··· Estratto della pagina ···
Rimase a Patrasso ed ebbe il conforto del consiglio di un Capitano che,
quasi sapesse che fine avrebbero fatto alcuni Presidi, compreso quello della
Divisione Acqui, gli disse di non rimanere e infatti dopo pochi giorni arrivò
l’ordine di disarmarsi e di consegnarsi ai tedeschi!
Giacinto,
ancora oggi non riesce a comprendere come ben nove Divisioni italiane e sei
tedesche non riuscirono a tenere testa a un piccolo esercito come quello greco.
Commenta:<Certo la guerriglia era peggio della guerra vera e propria, con i
pastori albanesi e la popolazione che collaboravano, ma fiutai l’intrigo quando
ad Atene vidi con i miei occhi portar via il Generale senza sparare un colpo e
noi soldati fummo abbandonati nelle mani dei tedeschi.!> I soldati furono
disarmati e, caricati sulle tradotte, deportati in Germania.
GERMANIA: CAMPI DI LAVORO
In
un primo tempo, i prigionieri furono internati a Coblenza, Giacinto giunse con
altre migliaia di soldati il sabato e il lunedì; con altri 500 prigionieri fu
prelevato per essere condotto a lavorare in una fabbrica a Trier. Vi era un
civile addetto a suddividere ulteriormente il gruppo e Giacinto fu inserito in
un gruppo di una trentina di internati militari.
Ogni
mattina e ogni sera un “CHEF” (CAPO) aveva il compito di trasferire, a piedi, i
lavoratori dal Campo al luogo di lavoro.
UNA CAREZZA E UN SORRISO
Il
percorso per giungere alla fabbrica passava davanti a delle case. Un giorno
Cinto, che aveva 21 anni e dice “ero un giovinastr!”, vide una ragazzina, che
guardava transitare quella squadra di giovani. Senza pensarci su, uscì dai
ranghi e andò a dare una carezza e un sorriso a quella fanciulla. Potevano
esserci conseguenze, e invece non successe nulla. Il giorno dopo il nonno della
ragazzina si presentò al campo e chiese di prelevare il giovane Agosto
Giacinto. Fu l’inizio della “Prigionia fortunata” di Giacinto. Accolto in
quella casa ”cascina” dove non vi erano altri uomini se non il nonno anziano e
tanto lavoro da svolgere, Cinto trovò una famiglia. Ebbe del vestiario pulito e
conduceva una vita come appartenente alla famiglia. La domenica si recava alla
Messa e nel giro di un mese ebbe un Documento che gli permetteva di circolare
liberamente. Nella casa vi era una motocicletta e fu autorizzato ad utilizzarla
per spostarsi nella zona. In quella cascina Cinto lavorava con i cavalli alla
produzione di Patate, barbabietole da zucchero e anche tabacco. Nei primi tempi
faticò un po’ a comunicare con la ragazza, ma questa era buona e intelligente e
lo aiutò. In uno dei primi giorni gli fece comprendere che vi erano da
raccogliere le patate, e lui capì e si avviò nel campo dietro la casa. Era
intento a raccogliere patate quando giunse una squadra di SS che pensando
stesse rubando le patate gli puntò il fucile per arrestarlo, ma la donna vide
la scena e chiarì con i militari, poi commentò: <SS no god, solo capaci ad
ammazzare!>.
···
▶ [Lavoro da svolgere]
[1] Secondo il brano sulla prigionia di Giacinto, in quale città si trovava la fabbrica in cui lui fu condotto a lavorare insieme ad altri 500 prigionieri?
[2] Ricopia dal brano sulla prigionia di Giacinto il passo che parte dalle parole "GERMANIA: CAMPI DI" e si ferma dopo le parole "luogo di lavoro.".
··· Estratti delle voci ···
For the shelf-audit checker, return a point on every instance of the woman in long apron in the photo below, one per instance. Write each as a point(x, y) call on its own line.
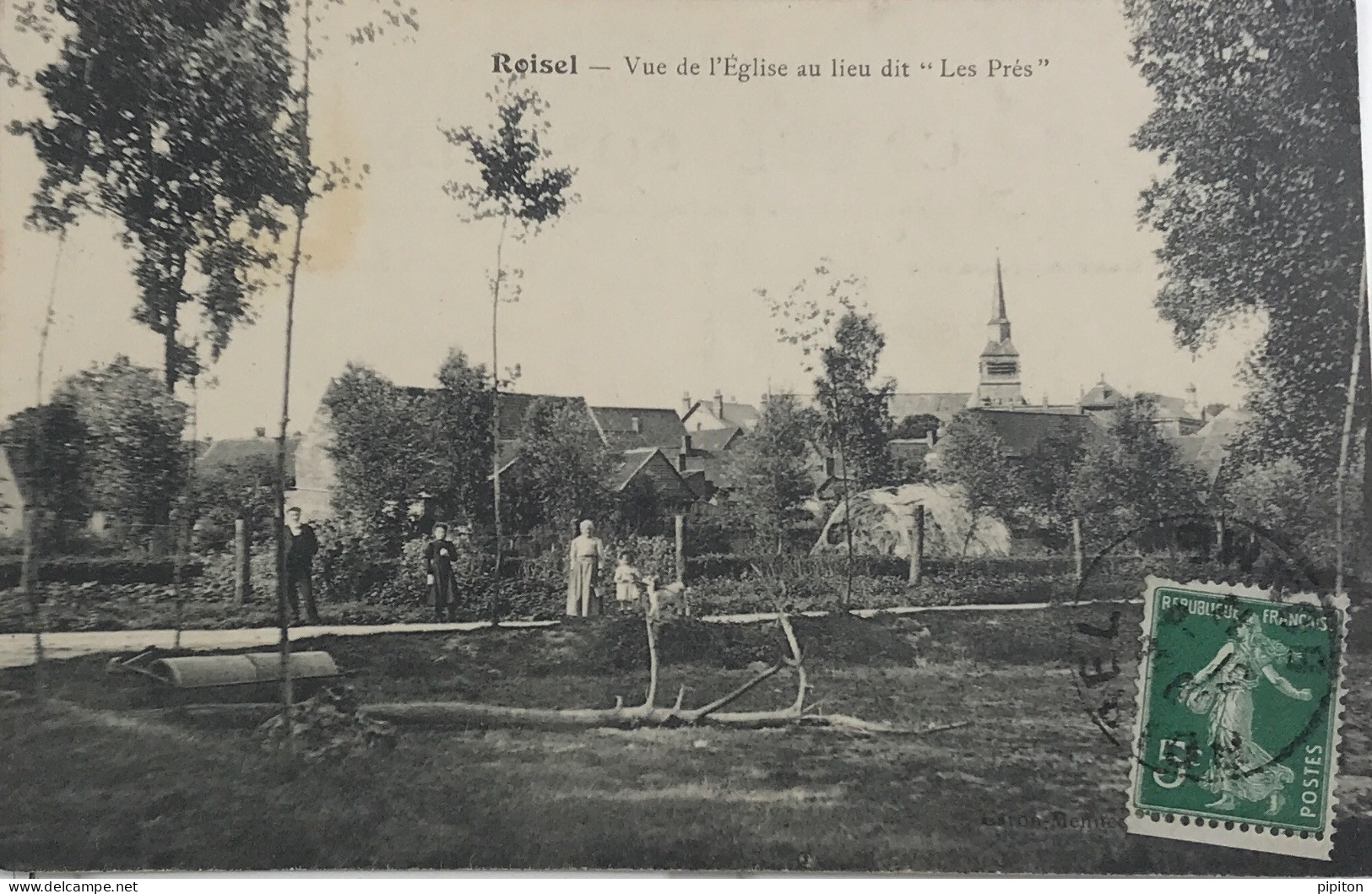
···
··· Estratti delle voci ···
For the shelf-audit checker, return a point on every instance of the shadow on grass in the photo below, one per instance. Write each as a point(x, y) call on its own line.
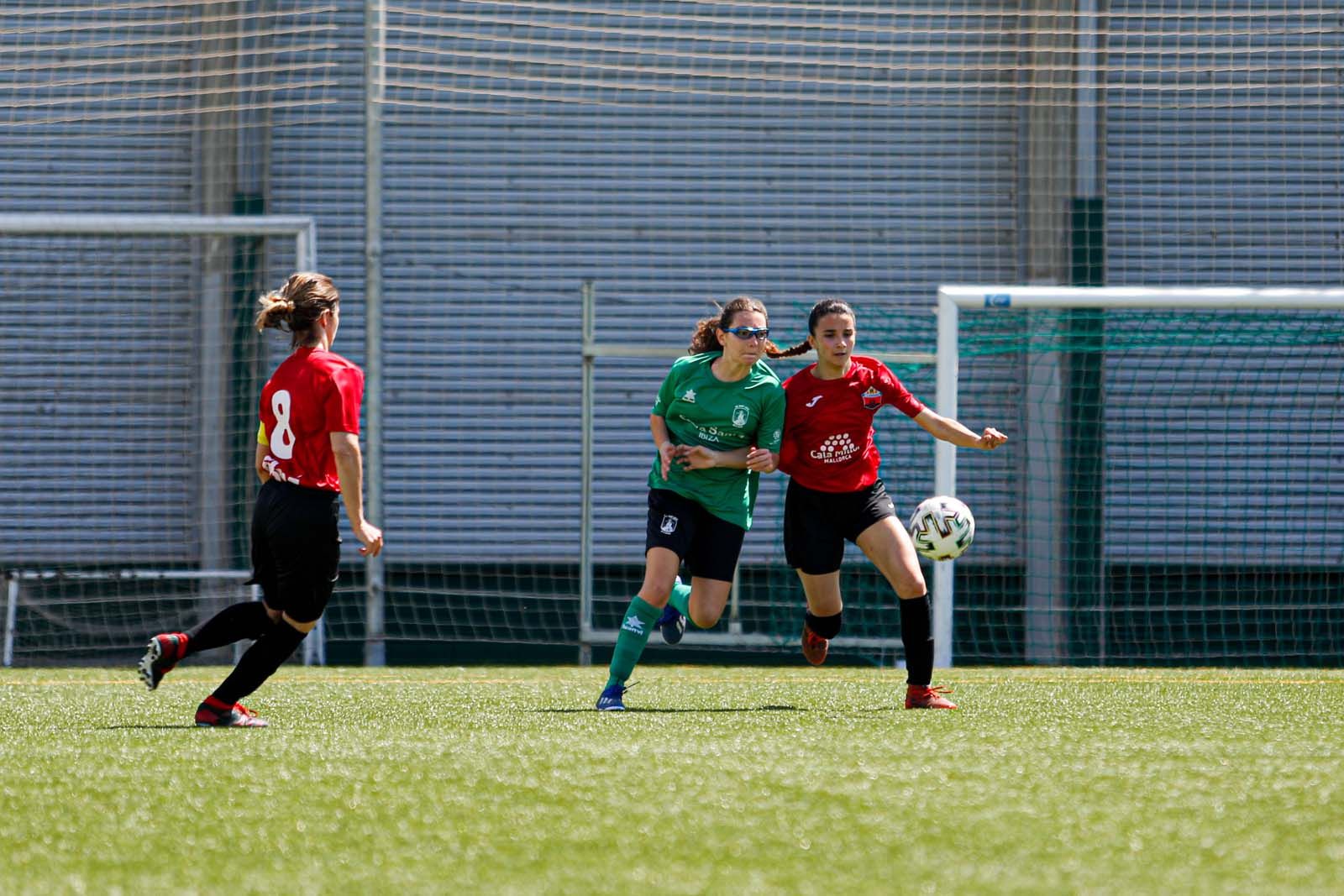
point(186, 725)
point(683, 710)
···
▶ [Risposte finali]
[1] A Trier.

[2]
GERMANIA: CAMPI DI LAVORO
In
un primo tempo, i prigionieri furono internati a Coblenza, Giacinto giunse con
altre migliaia di soldati il sabato e il lunedì; con altri 500 prigionieri fu
prelevato per essere condotto a lavorare in una fabbrica a Trier. Vi era un
civile addetto a suddividere ulteriormente il gruppo e Giacinto fu inserito in
un gruppo di una trentina di internati militari.
Ogni
mattina e ogni sera un “CHEF” (CAPO) aveva il compito di trasferire, a piedi, i
lavoratori dal Campo al luogo di lavoro.